Exercícios
1. No texto sobre a música, em que ano a música foi lançada?
2. Segundo o texto sobre a música, o que ele queria dizer a ela e já estava na letra da música? Liste todos os itens que o texto aponta.
++++ Texto para leitura ++++
O que fiquei sabendo foi algo diferente. Não se tratava de "nossa música". Porque, para essa pessoa, sequer houve o "nossa", apenas a música.



Mas aconteceu uma vez para ele. Há vários anos.

Naquele dia ele confessou a ela algo muito inusitado. É que uma música representava muito bem aquilo que sentia por ela, a ponto de não haver nada mais a dizer a respeito. Apenas a letra da música já era suficiente, era aquilo que gostaria de dizer, aquilo que deveria deixar registrado, aquilo que ela teria de ouvir dele estava lá, como se houvessem feito para isso.

Acreditar em destino não era seu forte. Gostava de sentir-se meio que dono de suas ilusões, de seus pensamentos e desejos, e muito mais daquilo que poderia acontecer em sua vida. A música em questão foi lançada em 92, e a conheceu muitos anos depois, não havendo qualquer relação de causa-efeito nisso, apenas um amadurecer no entendimento de como se sentia.

Na verdade foi tudo uma imensa coincidência, como devem ser as coisas boas da vida. O compositor, talvez conhecesse alguém, por quem teria o mesmo tipo de sentimento que ele tinha por ela? O mesmo descompromisso, a mesma disposição de manter tudo desse jeito, para sempre? A mesma falta de necessidade de avançar, de ter mais? Na verdade, a mesma desnecessidade de possuir?

Nem procurou confirmar tal pensamento.

Mas, não é que não existia o desejo, não é isso, é apenas o fato de que, se nada acontecesse; e nada deveria acontecer, e nada, de fato, aconteceu; tudo bem, seria bom também, não há o que se lamentar. E se alguma coisa acontecesse, também seria bom, não se descarta nenhuma hipótese, apenas não precisa ser assim.

A música tem o título: "Apenas mais uma de amor", porém, não necessariamente estamos falando sobre uma declaração de amor.
++++ Dados registrados ++++
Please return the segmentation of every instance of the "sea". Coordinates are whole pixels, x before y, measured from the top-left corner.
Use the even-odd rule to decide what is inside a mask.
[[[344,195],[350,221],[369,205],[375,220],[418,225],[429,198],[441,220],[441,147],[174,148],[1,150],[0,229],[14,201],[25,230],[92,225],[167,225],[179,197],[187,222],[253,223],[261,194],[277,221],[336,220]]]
++++
Respostas abaixo
1. Em 92.

2.
- aquilo que gostaria de dizer
- aquilo que deveria deixar registrado
- aquilo que ela teria de ouvir dele